> _Texto fornecido_:
┌──

Um país de herança religiosa plural
Apesar de sua história recente como Estado ateu, Cuba possui uma rica tradição religiosa. A colonização espanhola legou ao país centenas de paróquias, enquanto religiões de matriz africana, trazidas por povos escravizados, também moldaram profundamente a espiritualidade cubana, de acordo com a BBC.
Esse mosaico religioso, no entanto, foi desestimulado após a Revolução de 1959. Liderada por Fidel Castro, Che Guevara e Camilo Cienfuegos, a revolução inaugurou uma nova ordem estatal alinhada ao marxismo soviético. A partir de então, o Estado cubano passou a promover uma cultura ateísta, especialmente por meio da educação.
A imposição do ateísmo
A Constituição de 1976 definiu Cuba como um Estado laico, mas fundamentado em uma “concepção materialista científica do Universo”. Embora tenha declarado formalmente a liberdade religiosa, também estabeleceu diretrizes educacionais baseadas no marxismo-leninismo.
Segundo Pedro Sifontes, o conteúdo das escolas reforçava o ateísmo. “Por exemplo, no ensino superior, foi criada uma disciplina chamada Comunismo Científico. Essa disciplina recriou tudo o que era ateísmo científico e promulgou um positivismo neomarxista”, explicou.
Além disso, havia restrições práticas à vivência religiosa. Cristãos não podiam cursar certas carreiras, como jornalismo, e estavam excluídos de cargos de liderança política. “Para ser membro do Partido Comunista da Juventude, você também tinha que declarar sua posição ateia. Se não, você não era admitido”, disse Sifontes.

└──

> _Trechos dos registros_:
┌──

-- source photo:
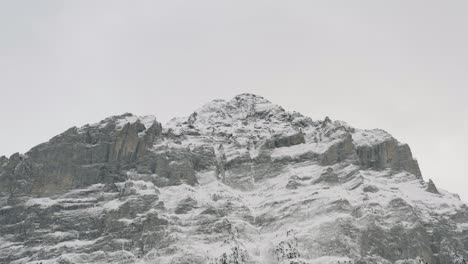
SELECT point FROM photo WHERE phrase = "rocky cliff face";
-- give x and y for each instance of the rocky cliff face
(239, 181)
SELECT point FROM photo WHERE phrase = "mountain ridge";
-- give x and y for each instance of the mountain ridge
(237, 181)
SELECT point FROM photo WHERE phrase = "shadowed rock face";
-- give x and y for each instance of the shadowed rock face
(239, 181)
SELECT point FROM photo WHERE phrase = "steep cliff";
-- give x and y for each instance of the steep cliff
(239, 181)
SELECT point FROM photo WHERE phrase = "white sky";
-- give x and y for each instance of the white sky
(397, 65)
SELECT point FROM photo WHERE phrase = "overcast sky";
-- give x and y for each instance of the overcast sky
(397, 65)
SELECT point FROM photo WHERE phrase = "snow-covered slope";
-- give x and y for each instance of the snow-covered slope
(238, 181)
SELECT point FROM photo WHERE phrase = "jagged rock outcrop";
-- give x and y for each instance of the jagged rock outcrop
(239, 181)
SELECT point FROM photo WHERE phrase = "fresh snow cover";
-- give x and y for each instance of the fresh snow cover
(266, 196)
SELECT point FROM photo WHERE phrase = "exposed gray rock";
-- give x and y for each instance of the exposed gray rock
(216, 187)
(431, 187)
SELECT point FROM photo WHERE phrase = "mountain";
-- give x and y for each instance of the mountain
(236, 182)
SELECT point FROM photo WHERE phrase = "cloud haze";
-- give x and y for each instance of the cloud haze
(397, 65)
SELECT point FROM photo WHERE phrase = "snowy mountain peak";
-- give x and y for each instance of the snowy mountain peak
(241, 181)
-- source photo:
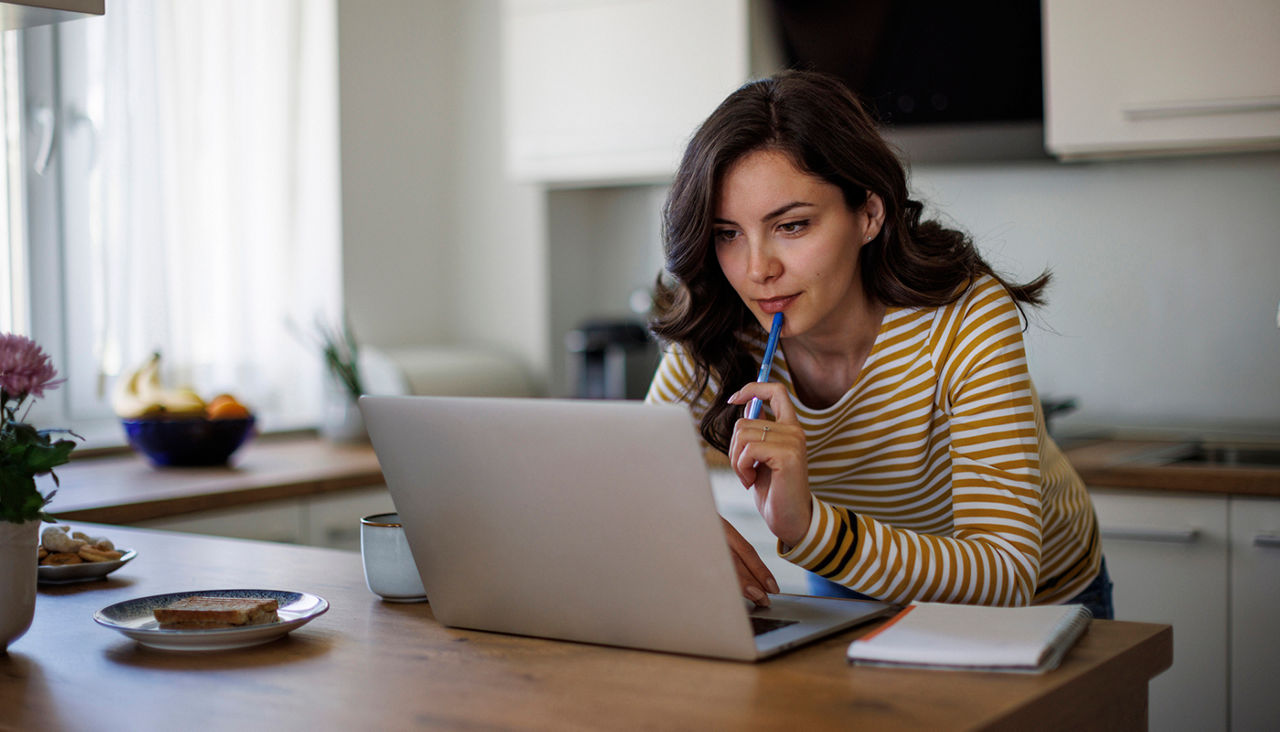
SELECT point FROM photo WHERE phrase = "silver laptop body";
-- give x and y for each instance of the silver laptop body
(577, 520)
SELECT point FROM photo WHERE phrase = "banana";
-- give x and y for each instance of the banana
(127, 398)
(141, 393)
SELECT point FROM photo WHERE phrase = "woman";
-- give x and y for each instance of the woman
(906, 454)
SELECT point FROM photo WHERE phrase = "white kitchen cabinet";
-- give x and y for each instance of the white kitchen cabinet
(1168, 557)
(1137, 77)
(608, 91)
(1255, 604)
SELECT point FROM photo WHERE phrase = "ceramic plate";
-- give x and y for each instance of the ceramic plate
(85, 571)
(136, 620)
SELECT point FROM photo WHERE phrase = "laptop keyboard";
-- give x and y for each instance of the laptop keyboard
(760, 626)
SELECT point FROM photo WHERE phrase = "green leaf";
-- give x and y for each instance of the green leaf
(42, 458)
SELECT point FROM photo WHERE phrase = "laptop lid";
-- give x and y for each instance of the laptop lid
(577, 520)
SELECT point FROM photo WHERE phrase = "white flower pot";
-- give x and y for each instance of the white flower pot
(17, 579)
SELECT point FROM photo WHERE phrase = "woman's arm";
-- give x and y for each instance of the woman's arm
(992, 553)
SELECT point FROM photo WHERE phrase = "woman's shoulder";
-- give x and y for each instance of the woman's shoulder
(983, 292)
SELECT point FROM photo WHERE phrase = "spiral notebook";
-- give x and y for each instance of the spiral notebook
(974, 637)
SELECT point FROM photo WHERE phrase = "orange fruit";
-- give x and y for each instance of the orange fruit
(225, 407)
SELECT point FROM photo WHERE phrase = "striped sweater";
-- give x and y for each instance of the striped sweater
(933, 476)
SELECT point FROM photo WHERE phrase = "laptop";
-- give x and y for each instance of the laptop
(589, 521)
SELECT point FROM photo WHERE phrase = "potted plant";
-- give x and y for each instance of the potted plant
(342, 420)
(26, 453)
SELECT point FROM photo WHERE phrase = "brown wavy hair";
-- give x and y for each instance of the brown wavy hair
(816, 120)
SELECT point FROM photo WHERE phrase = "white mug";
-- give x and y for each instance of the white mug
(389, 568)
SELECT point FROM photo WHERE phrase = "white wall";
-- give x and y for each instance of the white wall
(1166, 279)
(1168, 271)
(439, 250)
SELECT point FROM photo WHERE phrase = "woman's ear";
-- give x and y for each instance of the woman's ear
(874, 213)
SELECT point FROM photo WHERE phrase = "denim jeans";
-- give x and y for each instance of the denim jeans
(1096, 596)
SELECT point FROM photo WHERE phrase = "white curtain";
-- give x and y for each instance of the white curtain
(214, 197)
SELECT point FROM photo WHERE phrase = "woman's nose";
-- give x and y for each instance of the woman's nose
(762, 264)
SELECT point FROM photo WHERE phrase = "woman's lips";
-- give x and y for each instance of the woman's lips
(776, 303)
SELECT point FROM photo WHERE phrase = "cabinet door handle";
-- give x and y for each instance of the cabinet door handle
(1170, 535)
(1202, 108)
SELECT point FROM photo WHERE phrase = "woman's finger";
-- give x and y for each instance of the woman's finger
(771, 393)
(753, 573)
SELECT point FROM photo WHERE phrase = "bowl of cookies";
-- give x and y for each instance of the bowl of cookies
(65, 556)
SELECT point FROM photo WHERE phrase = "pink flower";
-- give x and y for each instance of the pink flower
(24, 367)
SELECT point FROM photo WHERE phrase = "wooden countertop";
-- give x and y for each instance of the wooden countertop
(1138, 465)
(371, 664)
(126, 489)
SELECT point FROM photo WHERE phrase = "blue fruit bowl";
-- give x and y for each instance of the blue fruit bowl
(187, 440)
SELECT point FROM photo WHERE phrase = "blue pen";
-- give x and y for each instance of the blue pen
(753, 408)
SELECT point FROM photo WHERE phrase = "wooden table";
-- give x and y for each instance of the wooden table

└──

> _Tarefa resumida_:
Prossiga o texto sobre a religião em Cuba a partir da última frase apresentada, mantendo o mesmo tom.

> _Resposta_:
Perseverança na fé
Mesmo diante dessas restrições, a fé continuou a ser cultivada, muitas vezes de forma discreta. Pequenas comunidades religiosas mantinham cultos em casas ou igrejas menos visíveis. A religiosidade, enraizada na cultura popular, sobreviveu como parte do cotidiano, mesmo quando afastada do espaço público.
Essa resistência silenciosa agora se reflete em manifestações visíveis e crescentes nas ruas e praças de Havana. As novas gerações têm se mostrado mais dispostas a viver a fé abertamente, mesmo diante das dificuldades.
Reconhecimento e abertura recente
A Constituição cubana mais recente, aprovada em 24 de fevereiro de 2019 por referendo, reafirma a liberdade religiosa como direito garantido a todos os cidadãos, independentemente da crença. A nova carta magna não repete as menções à “concepção científica materialista do Universo”, o que, segundo observadores, representa uma mudança relevante.
Ainda assim, organizações internacionais apontam que a liberdade religiosa em Cuba segue sob monitoramento. Segundo relatórios de entidades como a organização Christian Solidarity Worldwide (CSW), pastores e líderes evangélicos em algumas regiões relatam vigilância, intimidação e limitações ao acesso a espaços públicos.
Em 2022, o Departamento de Estado dos Estados Unidos incluiu Cuba em uma lista de observação especial por violações à liberdade religiosa. A Comissão dos Estados Unidos para Liberdade Religiosa Internacional (USCIRF) também vem monitorando a situação de igrejas protestantes independentes na ilha.
Panorama atual
Apesar das dificuldades, o ambiente para manifestações religiosas tem apresentado sinais de abertura. O número de cultos, batismos públicos e encontros evangelísticos aumentou nos últimos anos. Pastores de diferentes denominações relatam maior presença de jovens e famílias em busca de apoio espiritual.
Embora o governo cubano ainda exerça controle sobre organizações religiosas formalmente registradas, o fenômeno de crescimento espontâneo das igrejas evangélicas ocorre de maneira descentralizada. Não há dados oficiais atualizados, mas pesquisadores e líderes apontam que o número de evangélicos no país já supera um milhão de pessoas.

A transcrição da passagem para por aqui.